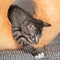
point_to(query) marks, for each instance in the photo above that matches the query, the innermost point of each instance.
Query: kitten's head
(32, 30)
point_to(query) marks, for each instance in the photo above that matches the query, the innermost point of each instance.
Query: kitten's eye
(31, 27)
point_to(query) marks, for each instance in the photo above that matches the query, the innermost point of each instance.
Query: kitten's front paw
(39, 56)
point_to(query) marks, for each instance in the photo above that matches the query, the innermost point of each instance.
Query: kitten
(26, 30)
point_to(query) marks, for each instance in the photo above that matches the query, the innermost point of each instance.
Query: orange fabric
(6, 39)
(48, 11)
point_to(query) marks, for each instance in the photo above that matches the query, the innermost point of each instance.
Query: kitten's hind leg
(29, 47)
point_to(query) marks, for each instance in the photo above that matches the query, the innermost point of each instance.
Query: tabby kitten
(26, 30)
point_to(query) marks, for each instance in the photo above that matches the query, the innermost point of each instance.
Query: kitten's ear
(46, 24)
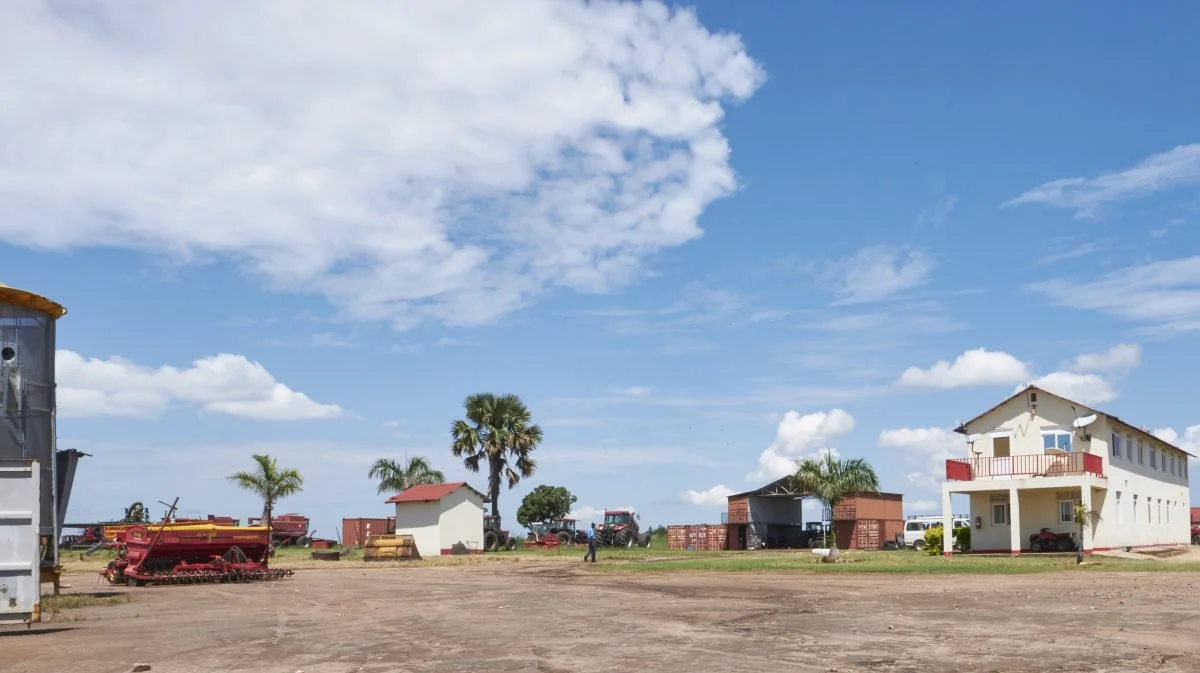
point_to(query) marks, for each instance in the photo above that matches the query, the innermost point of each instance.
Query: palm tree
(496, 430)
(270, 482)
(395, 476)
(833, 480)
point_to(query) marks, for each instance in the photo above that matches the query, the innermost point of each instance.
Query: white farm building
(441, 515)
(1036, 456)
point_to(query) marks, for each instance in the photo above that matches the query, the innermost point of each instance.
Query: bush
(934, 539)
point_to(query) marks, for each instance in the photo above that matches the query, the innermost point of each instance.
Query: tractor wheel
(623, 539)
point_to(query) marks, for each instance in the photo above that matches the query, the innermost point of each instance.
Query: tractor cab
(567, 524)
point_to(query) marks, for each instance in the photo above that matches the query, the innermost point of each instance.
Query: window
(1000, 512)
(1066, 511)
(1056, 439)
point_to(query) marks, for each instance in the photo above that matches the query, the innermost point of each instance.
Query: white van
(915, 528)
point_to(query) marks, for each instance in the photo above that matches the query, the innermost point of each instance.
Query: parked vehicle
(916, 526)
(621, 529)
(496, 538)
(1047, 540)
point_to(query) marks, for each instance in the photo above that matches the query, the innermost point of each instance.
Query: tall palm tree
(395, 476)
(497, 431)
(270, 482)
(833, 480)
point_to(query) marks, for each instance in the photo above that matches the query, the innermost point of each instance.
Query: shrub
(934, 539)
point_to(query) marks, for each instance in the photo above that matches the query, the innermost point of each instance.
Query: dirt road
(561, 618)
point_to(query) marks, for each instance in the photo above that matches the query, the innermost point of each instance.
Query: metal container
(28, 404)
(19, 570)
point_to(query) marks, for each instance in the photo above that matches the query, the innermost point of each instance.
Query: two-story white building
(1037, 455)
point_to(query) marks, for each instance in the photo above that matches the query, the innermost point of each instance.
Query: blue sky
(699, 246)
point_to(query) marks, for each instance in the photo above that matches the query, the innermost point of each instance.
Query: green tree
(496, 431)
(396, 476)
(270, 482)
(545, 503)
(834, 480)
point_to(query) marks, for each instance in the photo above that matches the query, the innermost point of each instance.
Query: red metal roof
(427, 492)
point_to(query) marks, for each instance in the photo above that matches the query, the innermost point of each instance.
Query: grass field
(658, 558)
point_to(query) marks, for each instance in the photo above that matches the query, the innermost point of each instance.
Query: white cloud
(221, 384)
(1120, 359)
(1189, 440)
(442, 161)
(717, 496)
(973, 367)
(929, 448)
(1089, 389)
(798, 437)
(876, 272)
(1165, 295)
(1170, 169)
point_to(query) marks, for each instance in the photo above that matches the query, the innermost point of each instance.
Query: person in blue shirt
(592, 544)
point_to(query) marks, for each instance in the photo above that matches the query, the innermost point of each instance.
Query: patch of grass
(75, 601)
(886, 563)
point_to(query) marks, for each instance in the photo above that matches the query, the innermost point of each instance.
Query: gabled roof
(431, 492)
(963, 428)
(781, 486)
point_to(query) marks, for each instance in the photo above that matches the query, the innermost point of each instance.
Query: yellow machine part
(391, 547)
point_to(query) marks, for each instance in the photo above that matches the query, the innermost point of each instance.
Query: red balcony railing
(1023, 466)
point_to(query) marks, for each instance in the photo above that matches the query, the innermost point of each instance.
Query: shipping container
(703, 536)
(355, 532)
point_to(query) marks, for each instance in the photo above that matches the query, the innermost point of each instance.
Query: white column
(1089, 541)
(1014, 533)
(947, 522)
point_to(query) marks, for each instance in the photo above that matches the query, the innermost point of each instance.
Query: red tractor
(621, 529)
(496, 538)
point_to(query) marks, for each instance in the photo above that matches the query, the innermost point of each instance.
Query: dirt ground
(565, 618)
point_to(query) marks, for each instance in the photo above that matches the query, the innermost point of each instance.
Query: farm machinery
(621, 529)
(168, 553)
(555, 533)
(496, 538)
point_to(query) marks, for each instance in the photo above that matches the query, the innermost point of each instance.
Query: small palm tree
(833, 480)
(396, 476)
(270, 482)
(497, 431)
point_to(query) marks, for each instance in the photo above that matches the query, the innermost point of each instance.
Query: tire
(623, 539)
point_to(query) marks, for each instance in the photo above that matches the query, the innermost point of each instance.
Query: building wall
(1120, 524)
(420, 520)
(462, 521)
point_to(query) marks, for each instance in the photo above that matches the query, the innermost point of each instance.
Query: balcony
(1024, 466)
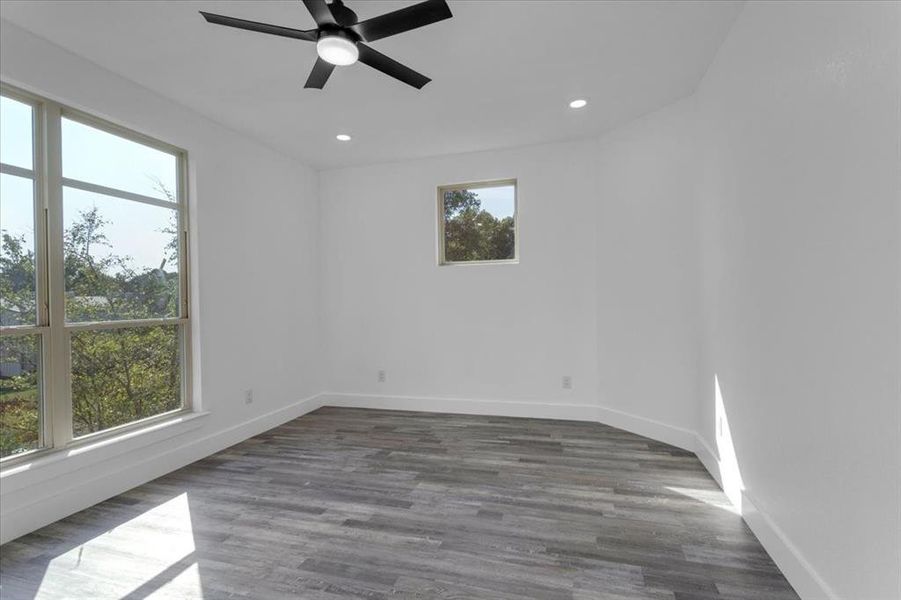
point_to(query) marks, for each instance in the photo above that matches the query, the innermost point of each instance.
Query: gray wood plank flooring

=====

_Exercise:_
Copy out the data above exactly, except the pictures.

_Expected output:_
point_to(query) marks, for each instance in the photo above that matches the query, the innermost point of each instance.
Query: kitten's head
(32, 30)
point_to(query) marks, for each instance in the photo above that matches the query, the innermost point of each instance.
Query: kitten's eye
(31, 27)
point_to(query) marks, for each instance in the photo above that matches the query, the innermost point of each instance.
Query: kitten's front paw
(39, 56)
point_to(query) marks, for each instance in the photo above that matches the query, the innermost point of each instance.
Query: kitten
(26, 30)
point_to(query) marks, for each instance in the photo above that matches the query, the innermost point of each instance.
Query: orange fabric
(6, 39)
(48, 11)
point_to(query) marks, for each instance in the photo above that matches the query, the innermost point of each instance.
Query: kitten's hind leg
(29, 47)
point_to(query) marks, for each instance in the photo above that matches the query, the innermost point of each instance.
Query: tabby kitten
(26, 30)
point_to(query) marks, for each instance in the photo above that matches the query, the innermost point of each instance.
Query: kitten's ear
(46, 24)
point_to(query) marks, for each instance in the photo above that matches the query, the innermost point of each instance.
Query: palm tree
(496, 430)
(270, 482)
(395, 476)
(833, 480)
point_to(query) marks, for each instance in the photo above that matches the query, the innermost point of each instance.
Query: white farm building
(441, 515)
(1036, 456)
point_to(query) marks, for each instance in the photo above that matches the query, the innermost point of each instance.
Query: bush
(934, 539)
point_to(query) marks, for each instance in the photo above that matches the query, the innermost point of each instance.
Query: tractor wheel
(623, 539)
point_to(query) marks, for each instance in the photo above that matches the query, the innermost point of each instance.
Query: tractor cab
(567, 524)
point_to(query) marks, for each instance in the photo above that matches the query, the innermost point of each instance.
Query: window
(1000, 512)
(1066, 511)
(1056, 439)
point_to(query) marks, for each instance in the photo above that matches the query, the innermost point of each instance.
Query: white van
(915, 528)
point_to(query) marks, for each instance in the photo above that matches the query, the innermost point of each instance.
Query: parked vehicle
(916, 526)
(621, 529)
(496, 538)
(1047, 540)
point_to(query) marks, for each instance in the photo above that matches the query, the innermost point of each instance.
Query: tall palm tree
(395, 476)
(497, 431)
(270, 482)
(833, 480)
point_to(query) marks, for each instance in the photo above that matches the query, the innermost point of each instance.
Query: shrub
(934, 539)
point_to(query) marks, for each instance in the photo above that matches the query, the innermost point of each instance.
Query: dirt road
(561, 618)
point_to(query) marks, for each instance in the photo above that matches the query, the innermost point of each instance.
Query: metal container
(28, 404)
(19, 570)
point_to(query) marks, for each instance in the photo above that matches the query, the innermost point of each instance.
Query: two-story white building
(1037, 455)
point_to(query) marks, for each instance in the photo above that matches the query, the innermost point of each instance.
Query: blue sky
(699, 246)
point_to(query) marks, for each instance in the photo above that matches the query, the innermost point of each instance.
Query: green tree
(496, 431)
(396, 476)
(270, 482)
(545, 503)
(834, 480)
point_to(query) marks, for each instance in the photo above that matches the query, the innermost point of each instance.
Query: red metal roof
(427, 492)
point_to(query) marks, for each instance in the photo above that matches the query, the innermost point of each instance.
Query: grass field
(658, 558)
point_to(query) marks, for each instance in the photo above that matches the query, the innermost point of each instance.
Query: white cloud
(221, 384)
(1120, 359)
(1189, 440)
(442, 161)
(717, 496)
(973, 367)
(929, 448)
(1089, 389)
(798, 437)
(876, 272)
(1165, 295)
(1170, 169)
point_to(query) marks, for each instance in the photo above that matches the query, the innermost point of each instance.
Query: person in blue shirt
(592, 544)
point_to(query) marks, for each instance in the photo above that matches the query, the innermost point of each instance.
Query: patch of grass
(75, 601)
(886, 563)
point_to(query) marks, for each instance in the photo above that matches the query, the innermost point of each instance.
Query: gabled roof
(431, 492)
(963, 428)
(781, 486)
point_to(query) marks, for each instance in the photo above that matches the query, the innermost point of each instance.
Query: yellow machine part
(391, 547)
point_to(query) marks, for each instance in the photo above that matches the query, the innermost point of each instance.
Query: red balcony railing
(1023, 466)
point_to(query) marks, for each instance in the photo above that matches the query, the innermost point of each instance.
Query: shipping container
(703, 536)
(355, 532)
point_to(query) marks, for each instance in the photo above that matches the query, the innermost point of each instance.
Query: white column
(1089, 541)
(1014, 533)
(947, 522)
point_to(query) marks, for each instance in the photo above that matches the query, the innermost point of each instance.
Query: red tractor
(621, 529)
(496, 538)
point_to(query) marks, for each instance in the photo above that matches the query, the innermost point of each instance.
Query: dirt ground
(565, 618)
point_to(query) marks, for each instance in the photo above that matches the query, the innermost point of each instance.
Query: farm machinery
(621, 529)
(168, 553)
(555, 533)
(496, 538)
point_to(query) marks, for each instance in the photo above that matches the query, the innermost point of each instance.
Query: small palm tree
(833, 480)
(396, 476)
(270, 482)
(497, 431)
point_to(query) marks, for each instance in the photo above that matches the query, the innermost point of each instance.
Query: tire
(623, 539)
point_to(query) marks, for each instance in the photo above that matches the query, the innermost point of each instance.
Query: building wall
(1120, 524)
(420, 520)
(462, 521)
point_to(query) marks, for each instance in the photo above that matches the query, the innermost point of each instance.
Query: balcony
(1024, 466)
point_to(query) marks, for each instance in the photo above that matches the query, the innermost point of each instance.
Query: gray wood plank flooring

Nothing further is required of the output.